# [EXTRACT]
====================

Tuesday, June 17, 2014

Pink Slime Makes A Comeback

Thanks to record high beef prices, consumers are reconsidering their concerns with "finely textured beef:"
A much-maligned beef product that was once frequently added to hamburger is making a comeback. Two years ago, beef processors cut back sharply on producing what they call "lean, finely textured beef" after the nasty nickname for it, "pink slime," in the media. Now, higher beef prices are leading to increased demand for the product.
To prepare, grocery stores and beef processors are getting ready for a new round of questions from consumers.
Cargill spokesman Mike Martin says the product is 100 percent lean beef trimmings treated with citric acid to kill bacteria. In early 2012, unappetizing pictures made the rounds on social media after ABC News did an investigative report that the processors say frightened consumers into thinking the product was unsafe. And Martin says the reaction was swift.

====================

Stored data

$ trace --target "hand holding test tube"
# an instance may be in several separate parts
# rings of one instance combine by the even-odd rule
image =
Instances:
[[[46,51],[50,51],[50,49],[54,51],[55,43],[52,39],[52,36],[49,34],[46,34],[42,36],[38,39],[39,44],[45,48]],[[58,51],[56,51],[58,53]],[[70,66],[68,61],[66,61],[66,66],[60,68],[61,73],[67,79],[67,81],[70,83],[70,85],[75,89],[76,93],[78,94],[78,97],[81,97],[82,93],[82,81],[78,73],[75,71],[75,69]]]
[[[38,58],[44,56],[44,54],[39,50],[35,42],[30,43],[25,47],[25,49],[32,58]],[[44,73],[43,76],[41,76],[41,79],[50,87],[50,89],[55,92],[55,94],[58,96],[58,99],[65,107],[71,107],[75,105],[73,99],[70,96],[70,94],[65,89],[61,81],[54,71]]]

====================

# [WHAT YOU NEED TO DO]
a: According to the article on pink slime, what are the lean beef trimmings treated with to kill bacteria?
b: Retype the stretch of the pink slime article from "Pink Slime Makes" through "for the product.".

# [YOUR RESPONSES]
a: Citric acid.

b:
Pink Slime Makes A Comeback

Thanks to record high beef prices, consumers are reconsidering their concerns with "finely textured beef:"
A much-maligned beef product that was once frequently added to hamburger is making a comeback. Two years ago, beef processors cut back sharply on producing what they call "lean, finely textured beef" after the nasty nickname for it, "pink slime," in the media. Now, higher beef prices are leading to increased demand for the product.